> [Text segment]:
──────────────────────────────

Parkinson’s Foundation awards $1M in community grants
More than $10.4 million has been invested in in 787 programs since 2011
From yoga therapy in Miami, Florida to a Ruston, Louisiana music and movement program, the Parkinson’s Foundation has awarded nearly $1 million in 2023 community grants for Parkinson’s disease programs that span 34 U.S. states and include international centers in Canada and Germany.
The foundation’s community grants program invests in new or existing initiatives that impact local communities and help those with Parkinson’s live better by addressing unmet health, wellness, and educational needs. Organizations must demonstrate a commitment to diversity, equity, and inclusion.
Grants for this funding round, which runs from July 1 to June 30, 2024, focused on educational, mental health, and exercise programs along with patient care centers. The grants range from $10,000 to $25,000.

──────────────────────────────

> [Complete the following]:
[1] Translate the following sentence from the text on Parkinson's Foundation community grants into Spanish: "Organizations must demonstrate a commitment to diversity, equity, and inclusion."
[2] Rewrite the passage of the text on Parkinson's Foundation community grants from "Parkinson’s Foundation awards" to "equity, and inclusion.", substituting "local grants" for "community grants".

──────────────────────────────

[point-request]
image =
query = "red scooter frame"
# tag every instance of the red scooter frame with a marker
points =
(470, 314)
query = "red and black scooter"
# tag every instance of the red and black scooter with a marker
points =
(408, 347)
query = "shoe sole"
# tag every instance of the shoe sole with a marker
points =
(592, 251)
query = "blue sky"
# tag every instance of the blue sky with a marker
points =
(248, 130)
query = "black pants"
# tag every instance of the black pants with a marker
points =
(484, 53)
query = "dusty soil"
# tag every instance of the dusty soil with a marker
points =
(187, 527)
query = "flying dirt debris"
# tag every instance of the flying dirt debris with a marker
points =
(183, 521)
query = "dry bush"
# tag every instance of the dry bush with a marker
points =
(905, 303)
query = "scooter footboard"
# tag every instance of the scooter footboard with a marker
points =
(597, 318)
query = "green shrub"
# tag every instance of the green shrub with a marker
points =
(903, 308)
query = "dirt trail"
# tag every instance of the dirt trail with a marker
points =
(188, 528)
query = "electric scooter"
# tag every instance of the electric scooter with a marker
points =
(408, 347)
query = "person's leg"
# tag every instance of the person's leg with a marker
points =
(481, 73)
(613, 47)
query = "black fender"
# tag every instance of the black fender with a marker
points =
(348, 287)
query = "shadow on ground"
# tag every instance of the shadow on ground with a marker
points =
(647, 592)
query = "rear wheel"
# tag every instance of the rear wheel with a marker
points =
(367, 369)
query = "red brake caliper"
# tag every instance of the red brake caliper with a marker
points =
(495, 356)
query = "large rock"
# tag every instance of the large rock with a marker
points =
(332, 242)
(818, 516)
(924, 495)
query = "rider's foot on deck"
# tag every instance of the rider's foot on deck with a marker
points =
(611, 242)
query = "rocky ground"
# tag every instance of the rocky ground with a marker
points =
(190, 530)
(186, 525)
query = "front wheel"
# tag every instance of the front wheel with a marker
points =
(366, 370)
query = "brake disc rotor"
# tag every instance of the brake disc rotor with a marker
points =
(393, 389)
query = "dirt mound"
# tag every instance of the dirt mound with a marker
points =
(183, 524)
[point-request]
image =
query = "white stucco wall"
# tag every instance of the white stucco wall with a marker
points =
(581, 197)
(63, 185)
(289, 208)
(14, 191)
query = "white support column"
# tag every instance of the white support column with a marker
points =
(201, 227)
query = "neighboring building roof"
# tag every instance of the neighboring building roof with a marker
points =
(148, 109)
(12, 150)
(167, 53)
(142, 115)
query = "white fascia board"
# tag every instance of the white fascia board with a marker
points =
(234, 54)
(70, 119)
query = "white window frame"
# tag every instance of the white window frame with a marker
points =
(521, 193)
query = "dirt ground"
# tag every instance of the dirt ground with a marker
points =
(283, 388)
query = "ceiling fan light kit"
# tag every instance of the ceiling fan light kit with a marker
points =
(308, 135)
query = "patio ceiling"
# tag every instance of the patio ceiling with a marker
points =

──────────────────────────────

> [Solved problems]:
[1] Las organizaciones deben demostrar un compromiso con la diversidad, la equidad y la inclusión.

[2]
Parkinson’s Foundation awards $1M in local grants
More than $10.4 million has been invested in in 787 programs since 2011
From yoga therapy in Miami, Florida to a Ruston, Louisiana music and movement program, the Parkinson’s Foundation has awarded nearly $1 million in 2023 local grants for Parkinson’s disease programs that span 34 U.S. states and include international centers in Canada and Germany.
The foundation’s local grants program invests in new or existing initiatives that impact local communities and help those with Parkinson’s live better by addressing unmet health, wellness, and educational needs. Organizations must demonstrate a commitment to diversity, equity, and inclusion.